WRITTEN TASK A. Locate each line in the listing that contains the string "building", matching case exactly, and copy those lines out.

SOURCE DOCUMENT.
::::::::::
First, you need to get some information about the column names and column types. You'll use this information to create bindings, which is the next step. With the IRowsetInfo::GetProperties member function, you can obtain information that describes the capabilities of the Rowset through properties supported by a Rowset: bookmarks, scrolling backwards, the maximum number of open rows that can be active at the same, and about 60 other properties. Individual Rowsets created by the same data or service provider may have different properties depending on how the Rowset was created and if it applies to the current circumstances. For example, a data provider's ability to support the property might be affected by the current transaction or the current query. This will become clearer when I discuss Command objects.

There are approximately 70 Rowset properties defined in the OLE DB specification. If you are building a data or service provider, you can add additional properties to describe special capabilities of your Rowsets. You can also retrieve other objects associated with the Rowset through the IRowsetInfo interface. IRowsetInfo::GetSpecification basically returns a pointer to the object that created the Rowset. This object is usually, but not necessarily, a Command object. Given a Command object, you can get the command text used to create the Rowset. If a DBSession object is returned, you can get schema information and transaction interfaces. IRowsetInfo::GetSpecification basically provides an additional method for a data consumer to gain additional information about the Rowset.
::::::::::
RECORDS.

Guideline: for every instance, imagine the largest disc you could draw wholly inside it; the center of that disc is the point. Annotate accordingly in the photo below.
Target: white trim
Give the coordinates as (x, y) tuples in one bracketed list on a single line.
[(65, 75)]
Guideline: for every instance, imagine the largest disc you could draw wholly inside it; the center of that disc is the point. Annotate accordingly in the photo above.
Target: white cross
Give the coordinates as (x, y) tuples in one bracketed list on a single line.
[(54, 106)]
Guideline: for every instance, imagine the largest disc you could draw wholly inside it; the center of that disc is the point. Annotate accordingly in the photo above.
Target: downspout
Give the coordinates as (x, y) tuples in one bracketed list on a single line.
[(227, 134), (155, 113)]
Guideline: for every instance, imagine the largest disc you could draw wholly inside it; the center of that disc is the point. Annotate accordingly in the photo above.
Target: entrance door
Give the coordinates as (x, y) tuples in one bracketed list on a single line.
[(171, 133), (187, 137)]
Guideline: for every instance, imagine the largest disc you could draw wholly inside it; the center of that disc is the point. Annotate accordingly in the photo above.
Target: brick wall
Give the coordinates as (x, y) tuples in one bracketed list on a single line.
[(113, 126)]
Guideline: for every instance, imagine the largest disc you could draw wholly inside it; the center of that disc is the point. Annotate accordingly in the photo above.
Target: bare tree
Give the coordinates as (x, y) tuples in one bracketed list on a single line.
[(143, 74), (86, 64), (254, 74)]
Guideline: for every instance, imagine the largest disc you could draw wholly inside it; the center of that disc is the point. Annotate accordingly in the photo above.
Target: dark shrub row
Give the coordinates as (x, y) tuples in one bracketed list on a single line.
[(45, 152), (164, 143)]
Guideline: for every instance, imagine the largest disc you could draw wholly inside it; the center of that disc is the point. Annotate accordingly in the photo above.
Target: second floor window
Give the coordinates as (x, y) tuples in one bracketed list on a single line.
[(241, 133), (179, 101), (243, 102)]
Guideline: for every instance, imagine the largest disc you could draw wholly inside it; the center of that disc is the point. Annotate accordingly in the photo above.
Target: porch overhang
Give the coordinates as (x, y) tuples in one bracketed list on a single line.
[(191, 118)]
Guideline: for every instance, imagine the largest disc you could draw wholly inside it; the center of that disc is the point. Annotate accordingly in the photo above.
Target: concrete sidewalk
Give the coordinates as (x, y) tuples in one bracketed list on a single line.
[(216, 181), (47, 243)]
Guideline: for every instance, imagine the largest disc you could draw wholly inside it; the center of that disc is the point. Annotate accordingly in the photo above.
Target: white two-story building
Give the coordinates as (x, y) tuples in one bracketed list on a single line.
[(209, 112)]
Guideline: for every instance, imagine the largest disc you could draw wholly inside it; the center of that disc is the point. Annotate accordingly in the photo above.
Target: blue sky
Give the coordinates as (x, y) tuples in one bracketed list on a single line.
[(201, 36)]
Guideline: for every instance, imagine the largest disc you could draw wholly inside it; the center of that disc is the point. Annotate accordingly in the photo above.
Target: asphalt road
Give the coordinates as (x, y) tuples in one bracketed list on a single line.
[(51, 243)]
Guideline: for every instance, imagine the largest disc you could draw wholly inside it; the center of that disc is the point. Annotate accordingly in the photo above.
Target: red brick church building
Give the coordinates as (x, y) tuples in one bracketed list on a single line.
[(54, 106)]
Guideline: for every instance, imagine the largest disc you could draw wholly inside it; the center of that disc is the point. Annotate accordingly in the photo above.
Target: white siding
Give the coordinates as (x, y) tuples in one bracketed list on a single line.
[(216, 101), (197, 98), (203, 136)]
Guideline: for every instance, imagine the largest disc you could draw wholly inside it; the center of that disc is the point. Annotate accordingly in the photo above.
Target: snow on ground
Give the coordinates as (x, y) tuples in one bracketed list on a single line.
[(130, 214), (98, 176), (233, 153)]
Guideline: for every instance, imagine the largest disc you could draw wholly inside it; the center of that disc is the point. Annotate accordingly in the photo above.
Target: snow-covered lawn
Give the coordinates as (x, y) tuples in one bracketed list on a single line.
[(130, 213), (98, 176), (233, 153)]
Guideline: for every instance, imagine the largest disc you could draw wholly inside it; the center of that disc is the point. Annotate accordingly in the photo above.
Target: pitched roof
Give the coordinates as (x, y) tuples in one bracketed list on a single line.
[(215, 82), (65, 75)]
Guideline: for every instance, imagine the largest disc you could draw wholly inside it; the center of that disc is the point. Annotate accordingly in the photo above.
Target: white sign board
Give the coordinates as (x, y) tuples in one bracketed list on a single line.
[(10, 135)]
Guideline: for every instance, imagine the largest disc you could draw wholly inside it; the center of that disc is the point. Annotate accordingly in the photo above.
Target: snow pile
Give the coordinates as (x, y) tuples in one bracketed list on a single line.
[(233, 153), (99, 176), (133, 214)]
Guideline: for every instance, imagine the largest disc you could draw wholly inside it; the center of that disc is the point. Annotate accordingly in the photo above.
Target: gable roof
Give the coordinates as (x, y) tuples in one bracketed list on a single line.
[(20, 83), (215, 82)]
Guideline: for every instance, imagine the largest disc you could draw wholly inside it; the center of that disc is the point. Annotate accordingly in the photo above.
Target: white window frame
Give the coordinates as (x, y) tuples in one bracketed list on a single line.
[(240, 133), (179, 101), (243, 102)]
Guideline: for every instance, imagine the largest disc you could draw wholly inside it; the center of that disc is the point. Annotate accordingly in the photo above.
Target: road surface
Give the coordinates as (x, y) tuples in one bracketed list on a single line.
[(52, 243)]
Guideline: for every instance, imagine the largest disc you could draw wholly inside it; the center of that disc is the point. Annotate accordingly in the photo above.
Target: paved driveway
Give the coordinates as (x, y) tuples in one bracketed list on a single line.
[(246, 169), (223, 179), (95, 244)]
::::::::::
WRITTEN TASK B. Carry on the passage about OLE DB Rowset properties from the point where it ends.

TASK ANSWER A.
Target: white two-story building
Target: red brick church building

TASK ANSWER B.
The IColumnsInfo interface provides the necessary methods for a data consumer to determine the metadata, or characteristics, of the columns in the Rowset. From either the metadata or the command specification that generated the Rowset (IRowsetInfo::GetSpecification), a data consumer can determine which columns it needs from the Rowset. IColumnsInfo::GetColumnInfo returns the most commonly used metadata (column ID, column name, ordinal number of column, data type, and so on). If you already know the name or property identifier for the columns you want to use, then calling the IColumnsInfo::MapColumnIDs member function will retrieve the column ordinals.

Creating Bindings

Now that you know something about the Rowset, you must create bindings. A binding associates a piece of memory in the data consumer's buffer with a column of data in a Rowset. It consists of matching some persistent name or identifier of the logical column to its physical ordering in the current Rowset. For example, if a SQL statement like

 SELECTorderID,customerID,ShipnameFROMORDERSWHERE ...

is executed to yield a Rowset, then you could bind to the second column to retrieve the customerID. For the lifetime of the Rowset, columns always have a fixed ordinal, which begins with 1 and represents the order in which the columns appear in an array returned from IColumnsInfo::GetColumnInfo.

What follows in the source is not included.